» **Passage to read**
# Home birth in a private rented house



## MrsBandEgglet

Does anybody know if I would have to ask permission from my landlady to have a home birth? She's really lovely and we've not actually seem her since we moved in so it's not like she comes to do house checks or anything. We're good tenants and I wouldn't want to take advantage of her but I think I'd be crushed if she said no. I'm still working on convincing my husband, not sure I want to take on the challenge of having to convince someone else lol :nope:


----------



## FlowerFairy

I can't imagine you'd have to tell her hun. x


----------



## Mervs Mum

No you don't. You wouldnt ask if you could labour there for as long as possible before transferring would you? I've supported lots of births in rented homes :)


----------



## chuck

I never even considered it.


----------



## loobylou29

Im in a private rented and I dont intend on asking the landlords permission, I might mention it if it comes up in a conversation but I wont be asking as I dont think its there buisness. I have a deposit so if there was any accidental damage to carpets etc then it would come out of that if I didnt repair it. xoxoxo


----------



## Jims_Girl

I "hyperthetically" ask the letting agency and they said its none of the landlords business...... !! :)


----------



## bbyno1

I private rent and im not going to ask my landlord.


----------



## becstar

I'm not asking mine... I didn't ask permission to conceive the baby after all! ;-)


----------



## Mum2b_Claire

Won't be in one by the time this baby comes (well, unless she comes before next saturday when we move!) but no way would I tell my landlord about the home birth if we were staying here, none of his business!


----------



## feeble

Did you ask if you can conceive in the house? 

;)


----------



## pooch

if you were in the US i would say yes but that's only because i work for an insurance company...if anything were to go wrong she might be liable for injuries that happen in a residence she owns. but since you're in the UK and nothing bad will happen anyway i'd say you're ok without asking her.


----------



## pooch

if you were in the US i would say yes but that's only because i work for an insurance company...if anything were to go wrong she might be liable for injuries that happen in a residence she owns. but since you're in the UK and nothing bad will happen anyway i'd say you're ok without asking her.


----------



## lynnikins

we didnt lol the neighbors didnt know either till after the fact lol when we saw them a couple of days later ( we are mid terrace ) they didnt get disturbed by the ambulances at 3.30am either lol or my noise lol


----------



## loobylou29

Thanks lyn I just realised our walls are like paper and the last thing we need while im in labour is the police turning up to check what the screamings about rofl xoxoxo


----------



## lesleyann

We never asked we also live in a midterrace and nextdoor asked 3days after the birth if I had had her yet as they had not seen me out in the garden for a few days lol


----------



## special_kala

I didnt tell mine.

» **Data supplied**
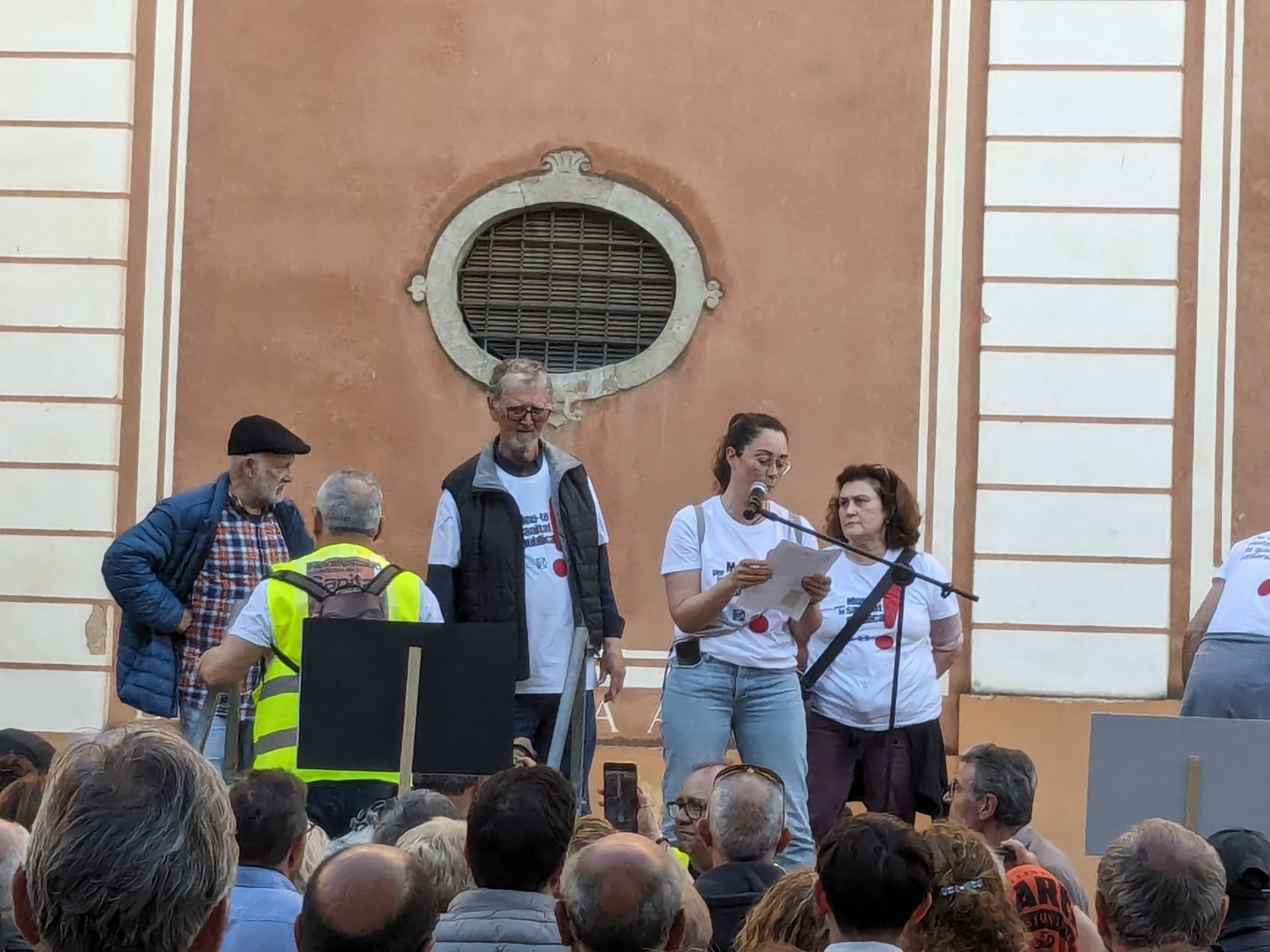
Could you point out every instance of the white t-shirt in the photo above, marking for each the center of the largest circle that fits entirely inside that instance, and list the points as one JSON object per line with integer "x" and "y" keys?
{"x": 1245, "y": 603}
{"x": 253, "y": 622}
{"x": 736, "y": 637}
{"x": 855, "y": 689}
{"x": 547, "y": 599}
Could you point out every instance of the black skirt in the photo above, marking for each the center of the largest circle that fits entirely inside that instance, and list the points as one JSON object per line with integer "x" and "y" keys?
{"x": 927, "y": 762}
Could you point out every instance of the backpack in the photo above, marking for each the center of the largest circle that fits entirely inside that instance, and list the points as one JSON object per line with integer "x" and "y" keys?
{"x": 346, "y": 599}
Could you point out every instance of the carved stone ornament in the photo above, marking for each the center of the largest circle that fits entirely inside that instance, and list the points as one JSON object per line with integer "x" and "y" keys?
{"x": 567, "y": 162}
{"x": 418, "y": 288}
{"x": 564, "y": 178}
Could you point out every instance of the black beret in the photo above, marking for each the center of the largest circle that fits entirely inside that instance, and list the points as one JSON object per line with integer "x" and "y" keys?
{"x": 260, "y": 434}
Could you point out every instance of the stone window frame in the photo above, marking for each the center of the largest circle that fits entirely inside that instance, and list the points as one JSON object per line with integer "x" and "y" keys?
{"x": 566, "y": 178}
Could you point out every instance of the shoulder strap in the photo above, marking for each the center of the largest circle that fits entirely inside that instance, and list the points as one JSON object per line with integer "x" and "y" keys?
{"x": 381, "y": 582}
{"x": 301, "y": 582}
{"x": 849, "y": 631}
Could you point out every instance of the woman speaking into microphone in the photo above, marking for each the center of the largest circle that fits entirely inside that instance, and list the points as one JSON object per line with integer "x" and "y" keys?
{"x": 851, "y": 748}
{"x": 735, "y": 672}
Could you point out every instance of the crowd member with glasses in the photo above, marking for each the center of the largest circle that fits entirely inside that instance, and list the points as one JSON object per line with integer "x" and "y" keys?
{"x": 745, "y": 829}
{"x": 685, "y": 814}
{"x": 852, "y": 753}
{"x": 733, "y": 672}
{"x": 520, "y": 538}
{"x": 993, "y": 795}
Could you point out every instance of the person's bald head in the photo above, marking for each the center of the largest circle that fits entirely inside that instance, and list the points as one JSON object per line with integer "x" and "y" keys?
{"x": 622, "y": 894}
{"x": 746, "y": 820}
{"x": 367, "y": 899}
{"x": 13, "y": 849}
{"x": 1160, "y": 885}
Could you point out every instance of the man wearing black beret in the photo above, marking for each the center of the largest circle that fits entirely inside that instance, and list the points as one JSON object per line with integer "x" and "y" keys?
{"x": 181, "y": 574}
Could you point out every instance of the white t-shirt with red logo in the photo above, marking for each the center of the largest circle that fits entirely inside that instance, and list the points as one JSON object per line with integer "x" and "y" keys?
{"x": 1245, "y": 603}
{"x": 855, "y": 689}
{"x": 547, "y": 599}
{"x": 737, "y": 637}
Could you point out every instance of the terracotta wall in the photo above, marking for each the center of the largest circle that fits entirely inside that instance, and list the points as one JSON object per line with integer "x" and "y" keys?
{"x": 328, "y": 145}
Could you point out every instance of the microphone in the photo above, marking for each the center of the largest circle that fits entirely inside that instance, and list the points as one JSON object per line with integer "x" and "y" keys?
{"x": 755, "y": 504}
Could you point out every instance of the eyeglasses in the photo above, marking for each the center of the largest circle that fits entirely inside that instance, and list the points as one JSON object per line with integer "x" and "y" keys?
{"x": 690, "y": 809}
{"x": 781, "y": 465}
{"x": 522, "y": 411}
{"x": 954, "y": 788}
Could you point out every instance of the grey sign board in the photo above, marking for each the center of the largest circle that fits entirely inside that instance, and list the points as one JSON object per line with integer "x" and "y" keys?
{"x": 1138, "y": 769}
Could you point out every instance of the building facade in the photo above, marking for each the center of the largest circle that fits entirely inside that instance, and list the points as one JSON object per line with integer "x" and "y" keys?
{"x": 1009, "y": 248}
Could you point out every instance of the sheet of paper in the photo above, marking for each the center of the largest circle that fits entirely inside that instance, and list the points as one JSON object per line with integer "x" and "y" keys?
{"x": 790, "y": 563}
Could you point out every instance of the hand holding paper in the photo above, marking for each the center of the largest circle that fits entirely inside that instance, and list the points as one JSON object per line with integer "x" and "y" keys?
{"x": 789, "y": 564}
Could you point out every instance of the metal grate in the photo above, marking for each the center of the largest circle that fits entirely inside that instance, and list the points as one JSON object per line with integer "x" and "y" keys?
{"x": 573, "y": 287}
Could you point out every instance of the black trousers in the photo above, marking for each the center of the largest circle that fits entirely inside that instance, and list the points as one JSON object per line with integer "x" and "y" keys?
{"x": 333, "y": 805}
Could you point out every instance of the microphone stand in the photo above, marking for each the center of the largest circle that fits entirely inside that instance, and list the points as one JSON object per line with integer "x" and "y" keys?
{"x": 902, "y": 577}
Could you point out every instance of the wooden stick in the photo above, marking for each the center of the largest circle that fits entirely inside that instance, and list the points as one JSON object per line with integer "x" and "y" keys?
{"x": 1192, "y": 794}
{"x": 408, "y": 723}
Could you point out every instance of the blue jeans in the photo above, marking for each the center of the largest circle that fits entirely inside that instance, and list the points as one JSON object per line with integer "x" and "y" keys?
{"x": 706, "y": 702}
{"x": 191, "y": 727}
{"x": 535, "y": 719}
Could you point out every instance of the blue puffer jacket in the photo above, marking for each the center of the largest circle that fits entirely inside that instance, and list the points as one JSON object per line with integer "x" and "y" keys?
{"x": 151, "y": 569}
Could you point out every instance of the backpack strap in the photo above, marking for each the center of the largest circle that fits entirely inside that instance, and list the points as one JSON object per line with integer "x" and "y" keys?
{"x": 301, "y": 582}
{"x": 380, "y": 583}
{"x": 849, "y": 631}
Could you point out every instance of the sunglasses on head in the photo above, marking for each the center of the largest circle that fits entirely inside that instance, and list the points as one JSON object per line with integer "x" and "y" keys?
{"x": 767, "y": 774}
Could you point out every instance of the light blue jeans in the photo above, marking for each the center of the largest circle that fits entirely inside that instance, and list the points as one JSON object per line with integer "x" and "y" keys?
{"x": 191, "y": 725}
{"x": 706, "y": 702}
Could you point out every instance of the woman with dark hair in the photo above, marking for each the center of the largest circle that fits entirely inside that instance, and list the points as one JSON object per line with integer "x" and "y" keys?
{"x": 21, "y": 800}
{"x": 733, "y": 672}
{"x": 851, "y": 751}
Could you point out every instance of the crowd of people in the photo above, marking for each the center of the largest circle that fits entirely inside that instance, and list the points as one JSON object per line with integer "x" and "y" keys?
{"x": 139, "y": 846}
{"x": 214, "y": 837}
{"x": 215, "y": 584}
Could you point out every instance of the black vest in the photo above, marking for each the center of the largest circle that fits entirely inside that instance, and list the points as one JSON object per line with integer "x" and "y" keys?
{"x": 489, "y": 579}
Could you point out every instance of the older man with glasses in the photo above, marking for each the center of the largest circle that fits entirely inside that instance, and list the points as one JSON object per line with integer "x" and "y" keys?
{"x": 520, "y": 538}
{"x": 686, "y": 813}
{"x": 745, "y": 828}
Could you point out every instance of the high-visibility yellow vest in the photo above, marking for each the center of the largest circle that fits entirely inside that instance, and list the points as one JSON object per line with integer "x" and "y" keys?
{"x": 277, "y": 697}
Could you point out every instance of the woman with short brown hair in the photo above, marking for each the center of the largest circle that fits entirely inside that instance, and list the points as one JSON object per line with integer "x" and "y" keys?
{"x": 852, "y": 753}
{"x": 785, "y": 915}
{"x": 971, "y": 907}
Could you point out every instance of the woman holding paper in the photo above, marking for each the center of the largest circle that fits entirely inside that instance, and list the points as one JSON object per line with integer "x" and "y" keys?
{"x": 733, "y": 669}
{"x": 851, "y": 751}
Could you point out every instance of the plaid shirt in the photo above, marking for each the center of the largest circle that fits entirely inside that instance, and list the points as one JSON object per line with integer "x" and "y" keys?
{"x": 244, "y": 550}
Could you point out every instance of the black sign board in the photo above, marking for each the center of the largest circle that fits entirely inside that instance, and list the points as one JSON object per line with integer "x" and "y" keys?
{"x": 353, "y": 687}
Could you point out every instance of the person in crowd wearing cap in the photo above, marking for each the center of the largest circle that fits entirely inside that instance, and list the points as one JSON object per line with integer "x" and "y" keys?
{"x": 343, "y": 578}
{"x": 520, "y": 538}
{"x": 1246, "y": 857}
{"x": 182, "y": 572}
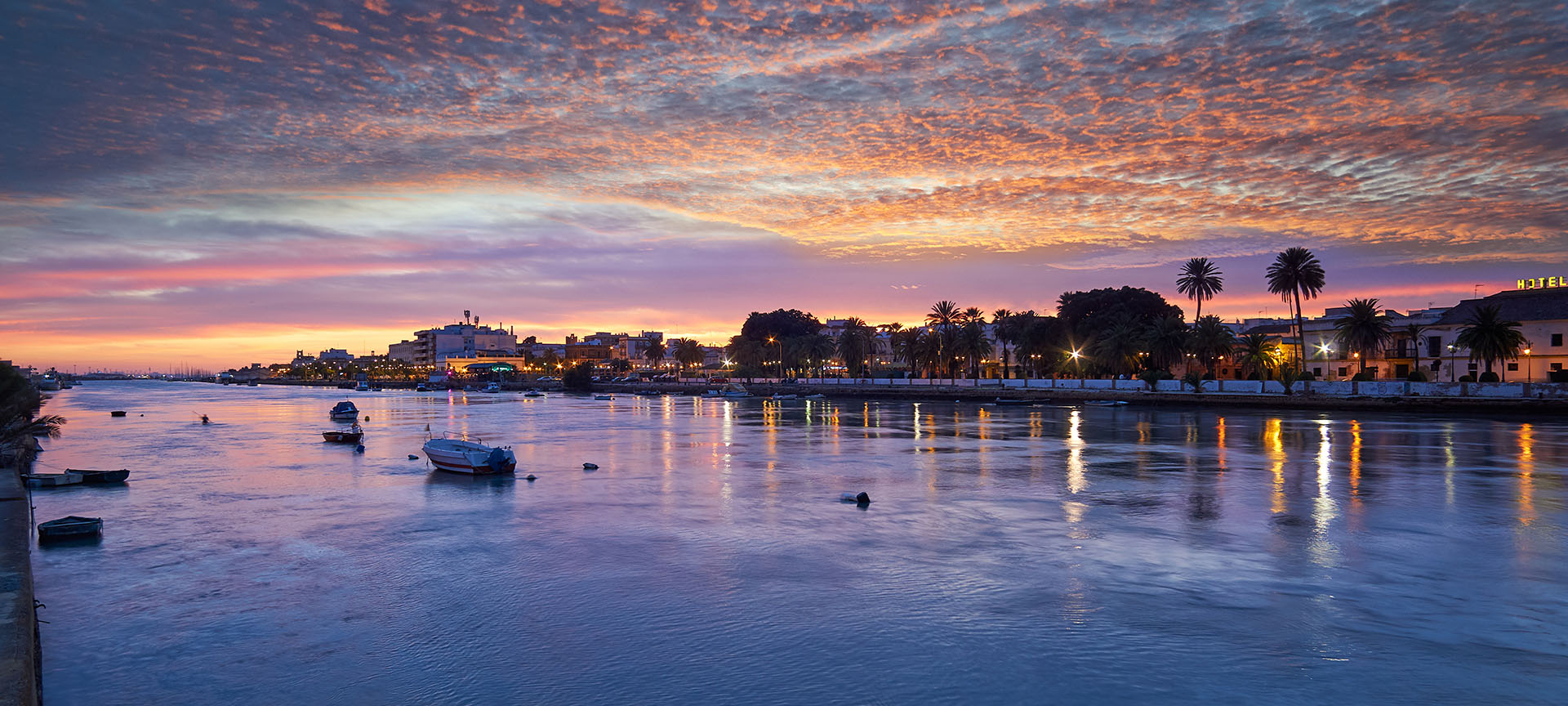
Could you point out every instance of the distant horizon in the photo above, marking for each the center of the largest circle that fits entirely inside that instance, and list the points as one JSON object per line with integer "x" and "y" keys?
{"x": 214, "y": 182}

» **Challenge 1**
Find every line in the listing that contains the string "wall", matching case exactly, and copy each of those lines out.
» **Challenge 2**
Pick up the forum thread on home birth in a private rented house and continue it from its final post.

» **Exercise result 1**
Could you point out every instance of the terracotta wall in the photo above, marking for each the center of the largest circle that fits entirely inside that instance, and list the points as one JSON object per line with integer "x" and "y" keys?

» **Exercise result 2**
She popped over after Willow was born and when i said she was born upstairs she looked a bit shocked lol


----------



## mum22ttc#3

If I was to have a home birth I wouldn't bother telling the landlord, what it you had a home birth but didn't actually mean to, theres not much they could do about it surely. :flower:


----------



## Sam Pearson

Nope. You have every right to perform bodily functions in your home rented or not.


----------



## 17thy

I private rent and I'm absolutely certain my landlord wouldn't mind.


----------



## xsadiex

We're in a rented flat and we didn't ask permission! I thought it would be unnecessary, would have felt rather awkward asking haha. Let's hope their aren't any questions about the blood stains on the cream carpet. Do make sure you cover carpets properly, I brought really thin dust sheets which were rubbish and didn't save the carpet sadly.


----------



## Sam Pearson

We told our landlady that we would be homebirthing and she told us that she had birthed 4 of her 6 children in that same house which was so lovely to know so obviously she had no problem with us homebirthing there. The day after I birthed the baby she rocked up and came right into the house without even knocking to see the baby - I heard somebody coming up the stairs callin gout hello and only had enough time to put a shirt on - that wasn't so cool.


----------



## bubbles123

we've got a standard rental agreement for our house, pretty much the same as most people have in the UK. I had a look through it the other day for something unrelated and it says nothing about not being able to give birth or anything related to it. Ours does say though that we are not allowed to keep wild fowl in the bath or use the house for immoral purposes... the mind boggles what previous tenants might have gotten up to! So you should be fine, I might tell the neighbours though just in case they are worried by unusual noises or activity at night.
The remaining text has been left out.